***** DATA LISTING

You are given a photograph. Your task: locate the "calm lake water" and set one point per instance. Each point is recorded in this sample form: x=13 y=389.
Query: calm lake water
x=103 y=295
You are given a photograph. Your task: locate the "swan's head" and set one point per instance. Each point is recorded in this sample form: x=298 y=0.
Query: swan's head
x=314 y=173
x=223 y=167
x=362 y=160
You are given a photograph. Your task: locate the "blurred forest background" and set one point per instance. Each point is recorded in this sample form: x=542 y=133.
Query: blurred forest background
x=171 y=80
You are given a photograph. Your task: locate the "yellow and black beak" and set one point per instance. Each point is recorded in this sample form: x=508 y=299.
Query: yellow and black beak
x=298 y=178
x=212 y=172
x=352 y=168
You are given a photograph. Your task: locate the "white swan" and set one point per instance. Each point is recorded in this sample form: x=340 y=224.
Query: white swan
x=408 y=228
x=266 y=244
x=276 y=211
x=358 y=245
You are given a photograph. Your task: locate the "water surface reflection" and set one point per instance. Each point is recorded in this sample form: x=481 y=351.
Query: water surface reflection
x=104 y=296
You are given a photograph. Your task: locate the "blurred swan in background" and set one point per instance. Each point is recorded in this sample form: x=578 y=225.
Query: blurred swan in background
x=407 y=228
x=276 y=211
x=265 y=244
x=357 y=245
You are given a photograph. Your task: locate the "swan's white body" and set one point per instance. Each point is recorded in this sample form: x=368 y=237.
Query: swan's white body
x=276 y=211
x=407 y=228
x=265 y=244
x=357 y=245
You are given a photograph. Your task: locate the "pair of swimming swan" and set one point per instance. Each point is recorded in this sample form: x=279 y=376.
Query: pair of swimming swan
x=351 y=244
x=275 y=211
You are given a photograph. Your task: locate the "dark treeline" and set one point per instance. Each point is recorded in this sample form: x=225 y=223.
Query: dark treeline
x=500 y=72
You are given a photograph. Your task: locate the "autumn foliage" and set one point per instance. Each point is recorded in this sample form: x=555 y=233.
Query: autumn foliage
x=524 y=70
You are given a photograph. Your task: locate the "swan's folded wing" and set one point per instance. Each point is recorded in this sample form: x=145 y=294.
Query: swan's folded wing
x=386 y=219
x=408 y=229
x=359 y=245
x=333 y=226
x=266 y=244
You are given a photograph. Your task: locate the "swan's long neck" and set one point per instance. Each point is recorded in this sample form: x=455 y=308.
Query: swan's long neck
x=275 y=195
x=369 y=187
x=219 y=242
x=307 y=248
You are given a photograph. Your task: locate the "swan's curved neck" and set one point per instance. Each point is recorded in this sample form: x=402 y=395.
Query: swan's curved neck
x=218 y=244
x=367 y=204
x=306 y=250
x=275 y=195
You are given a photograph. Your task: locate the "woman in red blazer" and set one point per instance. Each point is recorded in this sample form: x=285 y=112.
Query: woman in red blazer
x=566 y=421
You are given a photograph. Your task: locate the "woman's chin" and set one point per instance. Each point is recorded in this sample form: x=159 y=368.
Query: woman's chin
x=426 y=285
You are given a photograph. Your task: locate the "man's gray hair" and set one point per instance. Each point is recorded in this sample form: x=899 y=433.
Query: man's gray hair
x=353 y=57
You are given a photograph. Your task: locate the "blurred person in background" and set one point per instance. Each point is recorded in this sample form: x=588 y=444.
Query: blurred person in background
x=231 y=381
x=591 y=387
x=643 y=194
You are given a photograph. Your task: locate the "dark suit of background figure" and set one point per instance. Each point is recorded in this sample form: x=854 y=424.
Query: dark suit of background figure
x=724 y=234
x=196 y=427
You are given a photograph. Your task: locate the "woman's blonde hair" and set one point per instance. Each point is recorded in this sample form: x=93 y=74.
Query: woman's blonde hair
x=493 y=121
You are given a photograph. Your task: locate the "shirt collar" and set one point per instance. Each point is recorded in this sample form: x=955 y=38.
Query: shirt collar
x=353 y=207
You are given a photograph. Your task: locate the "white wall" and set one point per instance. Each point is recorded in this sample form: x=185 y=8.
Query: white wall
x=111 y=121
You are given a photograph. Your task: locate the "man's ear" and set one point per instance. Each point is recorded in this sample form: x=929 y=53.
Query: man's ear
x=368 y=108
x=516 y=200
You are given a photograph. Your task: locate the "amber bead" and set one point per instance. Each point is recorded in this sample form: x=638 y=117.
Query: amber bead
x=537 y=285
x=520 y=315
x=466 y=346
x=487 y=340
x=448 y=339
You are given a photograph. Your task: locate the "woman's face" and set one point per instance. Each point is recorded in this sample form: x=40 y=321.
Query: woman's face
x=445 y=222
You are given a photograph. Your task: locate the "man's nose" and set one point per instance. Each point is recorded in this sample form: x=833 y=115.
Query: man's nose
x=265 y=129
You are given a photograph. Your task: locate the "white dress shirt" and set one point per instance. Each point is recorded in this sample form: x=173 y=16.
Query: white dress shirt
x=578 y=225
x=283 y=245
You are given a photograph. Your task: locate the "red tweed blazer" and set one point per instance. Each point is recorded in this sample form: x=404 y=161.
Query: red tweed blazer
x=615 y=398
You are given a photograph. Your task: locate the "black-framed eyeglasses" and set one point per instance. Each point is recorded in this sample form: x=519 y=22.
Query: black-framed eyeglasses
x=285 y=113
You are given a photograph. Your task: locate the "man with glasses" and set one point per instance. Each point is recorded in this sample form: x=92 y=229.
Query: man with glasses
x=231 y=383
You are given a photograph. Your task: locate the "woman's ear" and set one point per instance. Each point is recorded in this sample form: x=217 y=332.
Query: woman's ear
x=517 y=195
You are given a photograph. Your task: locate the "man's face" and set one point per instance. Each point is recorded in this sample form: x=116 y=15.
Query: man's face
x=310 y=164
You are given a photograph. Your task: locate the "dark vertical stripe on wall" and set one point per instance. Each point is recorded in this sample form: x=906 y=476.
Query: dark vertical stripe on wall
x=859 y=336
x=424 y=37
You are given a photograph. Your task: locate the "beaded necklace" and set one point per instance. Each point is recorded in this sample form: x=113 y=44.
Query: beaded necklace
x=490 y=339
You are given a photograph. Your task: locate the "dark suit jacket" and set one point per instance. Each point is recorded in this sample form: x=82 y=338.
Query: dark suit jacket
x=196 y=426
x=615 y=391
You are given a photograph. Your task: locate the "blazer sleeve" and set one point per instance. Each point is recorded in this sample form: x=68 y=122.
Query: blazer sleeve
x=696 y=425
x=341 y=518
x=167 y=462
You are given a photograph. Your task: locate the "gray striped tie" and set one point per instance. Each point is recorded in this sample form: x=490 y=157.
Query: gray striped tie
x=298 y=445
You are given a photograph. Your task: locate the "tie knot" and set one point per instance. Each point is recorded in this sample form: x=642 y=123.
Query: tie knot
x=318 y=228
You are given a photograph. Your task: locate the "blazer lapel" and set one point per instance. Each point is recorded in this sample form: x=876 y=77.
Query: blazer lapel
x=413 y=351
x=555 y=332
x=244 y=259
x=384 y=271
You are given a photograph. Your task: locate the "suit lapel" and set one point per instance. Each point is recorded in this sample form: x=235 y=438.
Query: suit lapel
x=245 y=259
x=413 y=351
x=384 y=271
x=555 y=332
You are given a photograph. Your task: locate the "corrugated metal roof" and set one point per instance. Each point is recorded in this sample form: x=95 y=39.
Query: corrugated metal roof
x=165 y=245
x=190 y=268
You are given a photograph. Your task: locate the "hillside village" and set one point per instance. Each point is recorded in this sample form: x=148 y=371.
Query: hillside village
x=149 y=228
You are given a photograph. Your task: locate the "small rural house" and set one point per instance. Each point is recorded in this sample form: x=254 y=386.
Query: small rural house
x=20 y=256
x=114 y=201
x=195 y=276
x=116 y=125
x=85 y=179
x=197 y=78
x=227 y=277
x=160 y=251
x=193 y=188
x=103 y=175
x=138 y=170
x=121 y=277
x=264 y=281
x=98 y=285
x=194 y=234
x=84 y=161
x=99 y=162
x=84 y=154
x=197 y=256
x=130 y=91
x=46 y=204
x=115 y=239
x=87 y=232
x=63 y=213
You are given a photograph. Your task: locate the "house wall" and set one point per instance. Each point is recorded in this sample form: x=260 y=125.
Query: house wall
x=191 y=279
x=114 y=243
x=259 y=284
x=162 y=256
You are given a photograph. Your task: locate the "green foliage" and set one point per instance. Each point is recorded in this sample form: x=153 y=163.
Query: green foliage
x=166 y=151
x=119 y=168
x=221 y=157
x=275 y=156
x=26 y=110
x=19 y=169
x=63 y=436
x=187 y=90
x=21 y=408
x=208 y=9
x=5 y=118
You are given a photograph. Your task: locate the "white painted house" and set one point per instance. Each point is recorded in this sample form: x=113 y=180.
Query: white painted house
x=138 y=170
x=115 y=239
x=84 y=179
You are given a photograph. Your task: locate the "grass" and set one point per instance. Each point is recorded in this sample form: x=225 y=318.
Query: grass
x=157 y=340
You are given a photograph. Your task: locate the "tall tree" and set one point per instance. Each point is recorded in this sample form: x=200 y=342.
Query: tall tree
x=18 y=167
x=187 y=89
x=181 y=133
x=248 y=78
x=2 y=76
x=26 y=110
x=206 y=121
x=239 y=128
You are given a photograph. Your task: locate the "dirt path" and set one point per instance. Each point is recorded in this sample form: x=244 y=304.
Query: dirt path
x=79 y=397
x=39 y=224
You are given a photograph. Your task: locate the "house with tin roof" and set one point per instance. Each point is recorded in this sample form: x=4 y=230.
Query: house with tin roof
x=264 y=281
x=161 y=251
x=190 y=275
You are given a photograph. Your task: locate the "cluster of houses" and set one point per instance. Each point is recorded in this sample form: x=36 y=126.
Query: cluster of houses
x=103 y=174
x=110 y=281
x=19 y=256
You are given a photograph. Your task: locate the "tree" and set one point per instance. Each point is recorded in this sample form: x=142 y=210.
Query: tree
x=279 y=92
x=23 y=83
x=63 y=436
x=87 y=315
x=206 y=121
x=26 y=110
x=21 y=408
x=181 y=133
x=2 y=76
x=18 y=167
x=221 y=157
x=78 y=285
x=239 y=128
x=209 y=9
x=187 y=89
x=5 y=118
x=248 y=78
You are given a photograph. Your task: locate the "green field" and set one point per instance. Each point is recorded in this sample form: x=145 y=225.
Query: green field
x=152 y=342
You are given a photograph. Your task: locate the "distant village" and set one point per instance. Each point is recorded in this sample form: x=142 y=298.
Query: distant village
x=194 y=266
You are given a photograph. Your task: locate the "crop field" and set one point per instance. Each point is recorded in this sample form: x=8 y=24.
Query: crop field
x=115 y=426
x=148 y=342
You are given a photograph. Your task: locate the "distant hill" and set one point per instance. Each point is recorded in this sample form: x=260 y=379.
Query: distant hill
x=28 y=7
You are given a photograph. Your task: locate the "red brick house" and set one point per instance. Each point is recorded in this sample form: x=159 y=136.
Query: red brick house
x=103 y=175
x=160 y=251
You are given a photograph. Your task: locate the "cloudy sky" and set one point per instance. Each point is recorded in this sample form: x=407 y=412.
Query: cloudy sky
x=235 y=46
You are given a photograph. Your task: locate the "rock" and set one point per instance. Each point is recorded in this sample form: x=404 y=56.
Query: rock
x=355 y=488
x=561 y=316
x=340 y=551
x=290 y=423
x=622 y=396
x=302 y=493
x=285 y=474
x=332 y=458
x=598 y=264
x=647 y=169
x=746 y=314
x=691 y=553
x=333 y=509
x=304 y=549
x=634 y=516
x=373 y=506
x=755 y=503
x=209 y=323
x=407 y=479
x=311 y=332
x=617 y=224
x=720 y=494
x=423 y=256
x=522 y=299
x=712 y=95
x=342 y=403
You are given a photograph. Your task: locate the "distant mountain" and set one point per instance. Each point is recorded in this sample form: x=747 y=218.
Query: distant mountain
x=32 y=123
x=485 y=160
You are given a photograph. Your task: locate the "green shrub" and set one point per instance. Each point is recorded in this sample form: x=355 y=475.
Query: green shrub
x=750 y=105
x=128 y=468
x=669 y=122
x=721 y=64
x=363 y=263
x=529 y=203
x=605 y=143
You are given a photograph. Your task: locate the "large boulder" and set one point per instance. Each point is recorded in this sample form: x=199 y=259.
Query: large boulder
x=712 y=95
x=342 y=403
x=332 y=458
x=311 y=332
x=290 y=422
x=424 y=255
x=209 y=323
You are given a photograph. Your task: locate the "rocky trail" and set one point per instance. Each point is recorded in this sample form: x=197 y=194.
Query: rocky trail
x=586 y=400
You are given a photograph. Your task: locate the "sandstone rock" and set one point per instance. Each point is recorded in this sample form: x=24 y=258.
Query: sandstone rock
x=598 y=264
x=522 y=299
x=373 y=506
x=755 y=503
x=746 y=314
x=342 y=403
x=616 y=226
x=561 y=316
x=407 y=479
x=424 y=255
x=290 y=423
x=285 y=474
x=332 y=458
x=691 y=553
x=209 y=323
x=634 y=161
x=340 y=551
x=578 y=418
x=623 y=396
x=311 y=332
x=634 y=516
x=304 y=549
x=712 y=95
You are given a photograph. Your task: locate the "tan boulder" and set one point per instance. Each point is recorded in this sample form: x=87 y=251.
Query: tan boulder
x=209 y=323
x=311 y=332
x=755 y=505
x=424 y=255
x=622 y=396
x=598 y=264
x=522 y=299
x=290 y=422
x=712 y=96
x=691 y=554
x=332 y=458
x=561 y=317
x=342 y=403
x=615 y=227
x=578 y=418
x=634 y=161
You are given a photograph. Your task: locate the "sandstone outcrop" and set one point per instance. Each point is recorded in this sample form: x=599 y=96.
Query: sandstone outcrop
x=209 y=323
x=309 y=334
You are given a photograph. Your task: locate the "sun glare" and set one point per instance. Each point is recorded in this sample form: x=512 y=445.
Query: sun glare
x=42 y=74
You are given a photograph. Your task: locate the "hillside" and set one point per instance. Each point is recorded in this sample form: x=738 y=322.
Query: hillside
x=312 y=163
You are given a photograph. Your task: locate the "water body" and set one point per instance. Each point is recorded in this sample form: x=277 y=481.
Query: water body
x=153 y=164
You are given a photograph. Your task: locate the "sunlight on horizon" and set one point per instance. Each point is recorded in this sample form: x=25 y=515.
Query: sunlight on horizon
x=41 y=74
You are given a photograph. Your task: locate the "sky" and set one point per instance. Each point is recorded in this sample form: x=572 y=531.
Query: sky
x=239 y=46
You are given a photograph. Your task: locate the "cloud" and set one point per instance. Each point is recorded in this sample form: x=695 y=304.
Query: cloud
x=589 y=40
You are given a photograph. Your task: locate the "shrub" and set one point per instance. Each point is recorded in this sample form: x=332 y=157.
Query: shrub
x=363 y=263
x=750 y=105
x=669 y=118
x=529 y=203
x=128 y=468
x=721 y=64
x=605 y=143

**********

YOUR GOAL: From the line with "form: x=695 y=304." to the final line of the entries above, return every line exactly as written.

RESULT OF THIS TASK:
You are given a photograph. Your task: locate the "cloud" and set one point per instance. Each point is recorded in this sample form: x=695 y=304.
Query: cloud
x=589 y=40
You are given a photograph. Your task: locate the "shrub" and set one point per instance. Each point is recorded in this sample form: x=332 y=157.
Query: shrub
x=363 y=263
x=750 y=105
x=669 y=118
x=529 y=203
x=128 y=468
x=721 y=64
x=605 y=143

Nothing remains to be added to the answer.